WORK TO DO: Copy out the entries below, changing every "visually impaired user" to "blind user" and leaving the rest untouched.

EXTRACTED RECORDS:
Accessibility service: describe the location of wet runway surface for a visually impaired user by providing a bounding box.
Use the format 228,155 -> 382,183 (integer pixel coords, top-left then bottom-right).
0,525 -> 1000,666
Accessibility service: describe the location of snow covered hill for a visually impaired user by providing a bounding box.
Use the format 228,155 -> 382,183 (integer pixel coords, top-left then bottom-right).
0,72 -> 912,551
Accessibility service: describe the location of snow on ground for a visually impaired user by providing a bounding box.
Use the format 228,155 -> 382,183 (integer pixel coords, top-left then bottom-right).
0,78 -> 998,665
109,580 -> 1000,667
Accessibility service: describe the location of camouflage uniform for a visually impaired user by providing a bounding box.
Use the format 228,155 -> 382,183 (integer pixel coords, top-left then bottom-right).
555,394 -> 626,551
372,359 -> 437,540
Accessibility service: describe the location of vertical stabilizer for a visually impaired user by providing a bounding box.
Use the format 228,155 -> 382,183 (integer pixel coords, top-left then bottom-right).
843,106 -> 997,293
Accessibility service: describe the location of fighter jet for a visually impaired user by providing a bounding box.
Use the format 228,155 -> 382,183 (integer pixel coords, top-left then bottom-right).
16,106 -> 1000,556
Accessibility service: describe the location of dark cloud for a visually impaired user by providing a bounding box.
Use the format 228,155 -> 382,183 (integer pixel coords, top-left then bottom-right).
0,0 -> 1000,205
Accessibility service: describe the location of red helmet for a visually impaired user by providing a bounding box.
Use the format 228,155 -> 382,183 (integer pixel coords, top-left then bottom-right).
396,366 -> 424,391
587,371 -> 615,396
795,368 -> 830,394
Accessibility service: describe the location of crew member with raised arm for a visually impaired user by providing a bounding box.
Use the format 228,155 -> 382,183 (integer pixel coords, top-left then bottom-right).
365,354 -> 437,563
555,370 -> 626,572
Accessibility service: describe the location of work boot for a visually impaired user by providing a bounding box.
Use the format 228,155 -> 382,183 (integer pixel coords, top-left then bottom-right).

WRITTEN RESPONSE:
Accessibility service: describe the location of wet runway surface for a blind user by providing a bounding box.
Use the format 228,155 -> 382,183 (integer pixel coords, top-left then bottom-right).
0,525 -> 1000,666
Accessibility service: describe the location of snow covered hill for a blind user by providing a bounding box.
Use the format 228,155 -> 382,183 (integer pixel coords, top-left then bottom-right).
0,72 -> 912,551
Accessibility service: describe the location of snow on ground for a blind user by providing a bounding box.
Use the format 228,155 -> 382,183 (integer pixel coords, top-left then bottom-right).
0,78 -> 998,665
109,580 -> 1000,667
Accessibility service: describe the location of camouflage uniform for a blind user by providing a bounding box.
Use the format 228,155 -> 382,183 (integer pixel coords, top-left then bottom-right).
555,394 -> 626,551
372,359 -> 437,540
Accessibility service: describe the location of vertical stabilizer for a blind user by providing a bounding box.
Use the format 228,155 -> 382,183 (integer pixel coords, top-left then bottom-right).
843,106 -> 997,293
Accessibility service: describe the location of fighter jet for a blind user by providing a bounding box.
Use the format 228,155 -> 382,183 (integer pixel coords, top-left then bottom-right).
16,106 -> 1000,556
Accessibility service: describe the location of dark cloud for a blind user by providing a bounding box.
Use the format 228,155 -> 382,183 (integer pixel coords, top-left then bottom-right).
0,0 -> 1000,205
Accessibility service: describe the location of red helmet for a blind user by providing a bounding box.
Use the format 228,155 -> 382,183 (integer pixel coords, top-left then bottom-right).
396,366 -> 424,391
587,371 -> 615,396
795,368 -> 830,394
Accessibility service: describe the location of crew member with raised arm for a blind user by providing a bounding box.
Use the format 228,155 -> 382,183 (integer pixel coords, top-left then bottom-right).
365,354 -> 437,563
555,370 -> 626,572
Accessibility service: describe the location of work boot for a blind user by providing a bounding box.
Use the format 228,155 -> 382,183 (integer pixel coords, top-left then bottom-right).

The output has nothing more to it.